(Box-labeled dataset extracts)
# # # #
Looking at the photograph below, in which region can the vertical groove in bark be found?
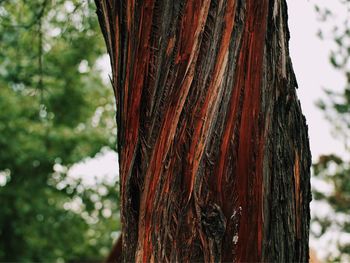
[95,0,310,262]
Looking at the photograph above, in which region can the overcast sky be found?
[287,0,346,161]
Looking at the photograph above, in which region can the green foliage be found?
[313,1,350,262]
[0,0,119,262]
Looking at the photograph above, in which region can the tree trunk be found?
[96,0,311,262]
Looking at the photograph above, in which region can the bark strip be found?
[95,0,311,262]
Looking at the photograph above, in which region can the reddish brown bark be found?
[96,0,310,262]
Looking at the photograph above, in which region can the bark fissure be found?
[95,0,310,262]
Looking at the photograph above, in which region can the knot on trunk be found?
[201,203,226,241]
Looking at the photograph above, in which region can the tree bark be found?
[96,0,311,262]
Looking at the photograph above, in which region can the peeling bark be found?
[95,0,311,262]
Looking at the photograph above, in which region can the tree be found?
[0,0,119,262]
[96,0,311,262]
[311,1,350,262]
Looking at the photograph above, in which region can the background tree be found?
[312,1,350,262]
[96,0,311,262]
[0,0,119,262]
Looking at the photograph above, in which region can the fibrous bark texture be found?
[96,0,311,262]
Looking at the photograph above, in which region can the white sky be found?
[287,0,345,161]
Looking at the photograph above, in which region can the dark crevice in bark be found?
[95,0,311,262]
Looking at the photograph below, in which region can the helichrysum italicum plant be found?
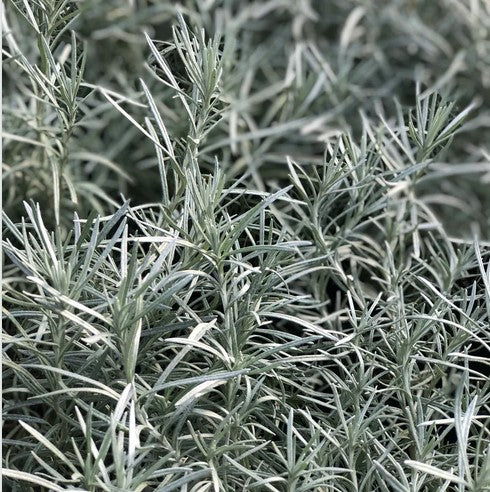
[2,0,490,492]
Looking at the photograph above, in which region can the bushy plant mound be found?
[2,0,490,492]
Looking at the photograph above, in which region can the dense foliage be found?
[2,0,490,492]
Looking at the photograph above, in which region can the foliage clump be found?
[2,0,490,492]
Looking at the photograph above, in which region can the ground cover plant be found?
[2,0,490,492]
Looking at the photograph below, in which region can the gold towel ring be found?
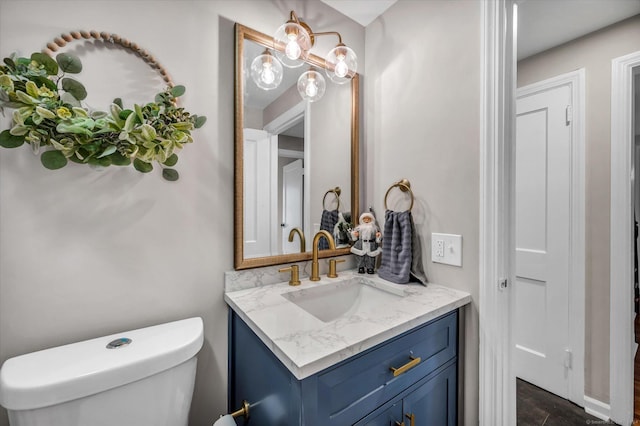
[42,30,174,87]
[322,186,342,210]
[384,179,414,210]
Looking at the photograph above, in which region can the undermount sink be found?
[282,278,404,322]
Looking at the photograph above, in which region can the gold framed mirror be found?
[234,23,360,269]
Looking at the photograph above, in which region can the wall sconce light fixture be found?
[251,10,358,102]
[251,49,284,90]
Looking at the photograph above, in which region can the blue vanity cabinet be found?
[229,310,458,426]
[356,362,457,426]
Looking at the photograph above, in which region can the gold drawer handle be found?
[389,356,421,377]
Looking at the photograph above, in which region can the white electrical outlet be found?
[431,232,462,266]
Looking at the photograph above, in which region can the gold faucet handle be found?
[327,259,345,278]
[278,265,300,285]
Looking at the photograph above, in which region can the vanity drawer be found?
[317,311,458,426]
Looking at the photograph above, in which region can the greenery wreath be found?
[0,31,206,181]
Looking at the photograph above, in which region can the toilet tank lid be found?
[0,317,203,410]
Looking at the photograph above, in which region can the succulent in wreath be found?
[0,53,206,180]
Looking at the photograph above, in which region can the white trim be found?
[278,149,304,160]
[478,0,516,426]
[609,52,640,425]
[264,101,306,135]
[583,395,611,421]
[510,68,585,406]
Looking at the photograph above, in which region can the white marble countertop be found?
[224,271,471,380]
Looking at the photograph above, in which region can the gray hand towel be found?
[378,210,427,285]
[318,210,338,250]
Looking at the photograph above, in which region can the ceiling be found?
[321,0,640,59]
[320,0,398,27]
[518,0,640,59]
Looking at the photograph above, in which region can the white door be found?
[512,86,572,398]
[282,160,304,253]
[243,129,277,258]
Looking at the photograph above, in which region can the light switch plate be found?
[431,232,462,266]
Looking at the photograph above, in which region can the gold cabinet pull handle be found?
[405,413,416,426]
[389,356,421,377]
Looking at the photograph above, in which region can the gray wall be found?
[0,0,364,426]
[362,0,481,425]
[518,15,640,403]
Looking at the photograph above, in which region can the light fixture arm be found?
[289,10,344,46]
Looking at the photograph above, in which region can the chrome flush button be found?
[107,337,131,349]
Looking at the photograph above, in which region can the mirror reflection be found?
[235,24,358,269]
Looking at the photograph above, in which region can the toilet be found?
[0,318,203,426]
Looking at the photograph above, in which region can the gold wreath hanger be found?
[384,179,414,210]
[42,30,174,88]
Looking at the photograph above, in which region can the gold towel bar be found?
[384,179,414,210]
[231,401,251,420]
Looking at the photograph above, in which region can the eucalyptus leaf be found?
[3,58,16,71]
[193,115,207,129]
[162,154,178,167]
[162,169,180,182]
[31,75,58,91]
[118,109,133,120]
[87,157,111,167]
[62,77,87,101]
[110,152,131,166]
[133,158,153,173]
[133,104,144,123]
[56,53,82,74]
[40,151,67,170]
[31,52,58,75]
[0,130,24,148]
[60,92,80,107]
[171,86,187,98]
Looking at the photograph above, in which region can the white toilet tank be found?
[0,318,203,426]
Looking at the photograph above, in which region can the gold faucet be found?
[278,265,300,285]
[289,228,307,253]
[309,229,336,281]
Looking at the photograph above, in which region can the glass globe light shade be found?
[273,21,311,68]
[298,70,327,102]
[251,51,283,90]
[325,44,358,84]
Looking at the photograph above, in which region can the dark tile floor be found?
[516,379,614,426]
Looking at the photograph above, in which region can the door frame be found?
[478,0,517,426]
[609,51,640,424]
[264,101,311,245]
[509,68,586,407]
[478,0,636,426]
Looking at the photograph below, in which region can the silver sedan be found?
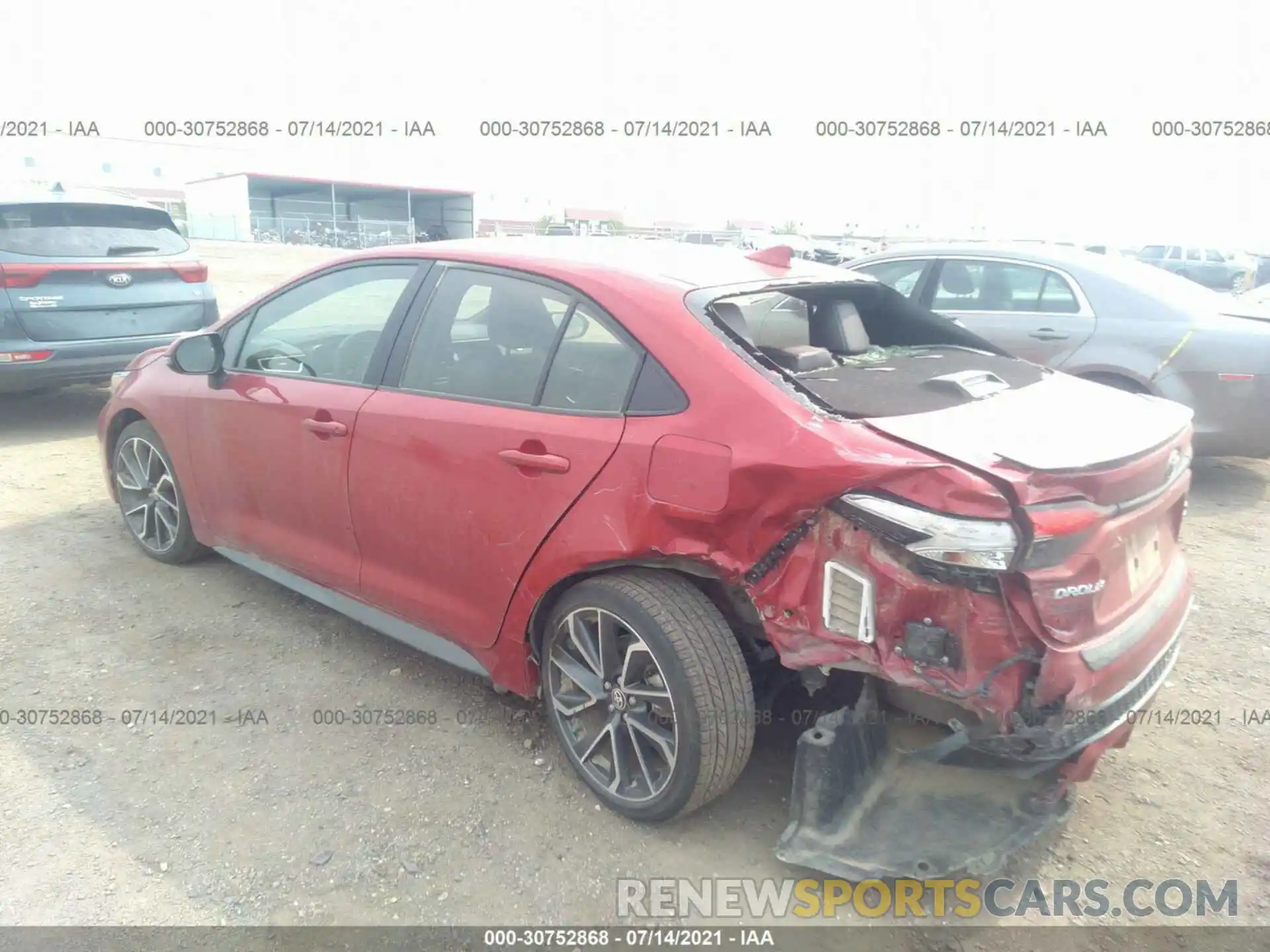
[843,243,1270,457]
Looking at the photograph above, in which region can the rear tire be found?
[542,570,754,822]
[110,420,210,565]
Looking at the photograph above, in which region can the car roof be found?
[0,186,163,212]
[849,241,1158,270]
[355,235,876,290]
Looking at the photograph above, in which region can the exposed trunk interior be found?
[710,283,1046,418]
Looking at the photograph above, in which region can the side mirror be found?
[169,334,225,376]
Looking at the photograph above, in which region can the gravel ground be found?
[0,244,1270,948]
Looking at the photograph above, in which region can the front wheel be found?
[110,420,207,565]
[542,570,754,821]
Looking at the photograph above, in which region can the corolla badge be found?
[1054,579,1107,599]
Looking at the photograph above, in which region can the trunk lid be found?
[0,202,214,341]
[867,373,1191,643]
[866,372,1193,495]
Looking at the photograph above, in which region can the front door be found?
[925,259,1095,368]
[188,262,419,593]
[349,266,642,649]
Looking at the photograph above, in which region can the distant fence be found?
[189,214,444,249]
[251,214,429,247]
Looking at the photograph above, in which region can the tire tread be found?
[591,570,754,816]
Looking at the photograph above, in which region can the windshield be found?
[0,202,189,258]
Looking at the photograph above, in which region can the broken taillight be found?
[839,493,1019,571]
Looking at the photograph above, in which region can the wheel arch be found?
[1077,370,1154,393]
[105,406,146,476]
[529,556,767,665]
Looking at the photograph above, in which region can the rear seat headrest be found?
[812,301,868,354]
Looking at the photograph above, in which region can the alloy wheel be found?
[546,608,679,803]
[114,436,181,552]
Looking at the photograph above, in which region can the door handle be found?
[300,418,348,436]
[498,450,569,472]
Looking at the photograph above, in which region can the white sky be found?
[7,0,1270,245]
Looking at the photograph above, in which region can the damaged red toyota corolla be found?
[99,239,1191,879]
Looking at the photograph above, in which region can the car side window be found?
[402,268,573,406]
[931,260,1080,313]
[852,260,927,297]
[1037,272,1081,313]
[229,262,418,383]
[538,303,640,413]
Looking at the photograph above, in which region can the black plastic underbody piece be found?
[776,708,1071,882]
[903,622,960,668]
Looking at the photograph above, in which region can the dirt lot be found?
[0,245,1270,948]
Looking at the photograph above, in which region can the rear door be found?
[349,265,643,649]
[0,202,216,341]
[923,258,1095,367]
[185,259,427,594]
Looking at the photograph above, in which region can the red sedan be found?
[99,239,1191,879]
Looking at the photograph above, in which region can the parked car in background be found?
[1236,283,1270,307]
[1138,245,1256,291]
[98,237,1191,880]
[849,243,1270,457]
[0,189,218,393]
[1246,254,1270,291]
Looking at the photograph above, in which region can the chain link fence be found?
[250,214,431,247]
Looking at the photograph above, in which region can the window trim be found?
[849,255,939,303]
[217,255,433,389]
[378,259,650,418]
[868,254,1095,317]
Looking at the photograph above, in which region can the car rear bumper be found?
[0,334,179,393]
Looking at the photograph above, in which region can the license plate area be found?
[1124,524,1164,594]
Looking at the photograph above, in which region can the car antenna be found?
[745,245,794,268]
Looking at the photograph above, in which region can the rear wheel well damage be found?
[529,556,776,670]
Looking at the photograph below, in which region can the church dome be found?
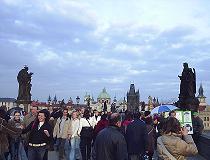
[98,88,111,99]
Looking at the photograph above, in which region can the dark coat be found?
[0,118,22,155]
[125,119,148,154]
[94,119,109,136]
[22,122,53,144]
[146,124,156,154]
[93,126,128,160]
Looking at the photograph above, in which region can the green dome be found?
[98,88,111,99]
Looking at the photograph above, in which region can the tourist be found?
[192,112,204,144]
[22,109,53,160]
[121,111,133,135]
[69,111,80,160]
[91,110,101,128]
[0,108,21,160]
[94,114,109,137]
[8,111,23,160]
[125,112,148,160]
[23,106,38,155]
[53,108,71,160]
[78,109,93,160]
[157,117,198,160]
[93,113,128,160]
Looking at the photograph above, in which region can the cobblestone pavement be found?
[48,151,206,160]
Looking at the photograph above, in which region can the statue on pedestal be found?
[17,66,33,102]
[176,63,199,111]
[178,63,196,98]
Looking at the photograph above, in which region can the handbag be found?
[80,119,94,138]
[158,136,176,160]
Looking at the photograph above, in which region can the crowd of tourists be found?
[0,107,203,160]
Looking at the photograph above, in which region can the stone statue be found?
[175,63,199,112]
[178,63,196,98]
[17,66,33,101]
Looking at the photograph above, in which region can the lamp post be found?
[76,96,80,108]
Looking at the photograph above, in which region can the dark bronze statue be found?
[178,63,196,98]
[176,63,199,111]
[17,66,33,101]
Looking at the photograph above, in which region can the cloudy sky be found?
[0,0,210,102]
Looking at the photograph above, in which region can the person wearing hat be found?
[192,112,204,144]
[22,109,53,160]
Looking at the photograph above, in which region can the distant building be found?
[0,98,17,110]
[127,84,140,112]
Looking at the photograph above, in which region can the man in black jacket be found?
[125,112,148,160]
[93,113,128,160]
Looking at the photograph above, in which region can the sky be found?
[0,0,210,103]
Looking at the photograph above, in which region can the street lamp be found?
[76,96,80,108]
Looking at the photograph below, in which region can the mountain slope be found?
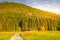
[0,2,60,31]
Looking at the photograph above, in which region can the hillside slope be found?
[0,2,60,31]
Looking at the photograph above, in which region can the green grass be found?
[0,31,60,40]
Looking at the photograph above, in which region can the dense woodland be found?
[0,2,60,32]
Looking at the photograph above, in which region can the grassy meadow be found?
[0,31,60,40]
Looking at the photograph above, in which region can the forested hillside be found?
[0,2,60,31]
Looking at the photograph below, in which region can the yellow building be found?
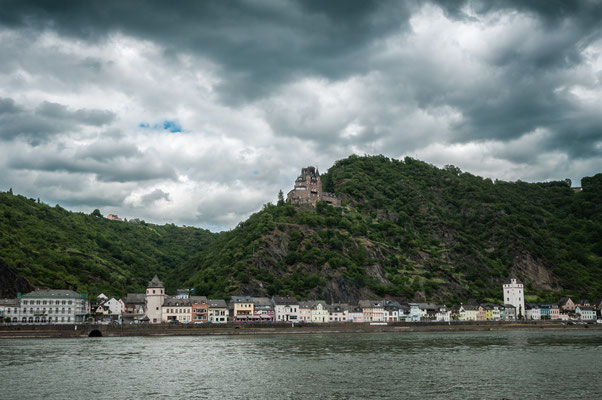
[230,296,255,318]
[161,298,192,324]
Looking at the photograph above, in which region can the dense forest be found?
[0,193,215,297]
[181,156,602,303]
[0,156,602,303]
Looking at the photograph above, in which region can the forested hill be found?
[0,193,215,297]
[0,156,602,303]
[179,156,602,303]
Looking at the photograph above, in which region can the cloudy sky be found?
[0,0,602,230]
# # # #
Return each line of the material above that includes the word "statue", copied unchanged.

*Answer below*:
Looking at the photograph above, in which region can the statue on pedestal be found?
Looking at the photograph above, in which region can the stone statue be found?
Looking at the photograph above, in which region can the dark bronze statue be found?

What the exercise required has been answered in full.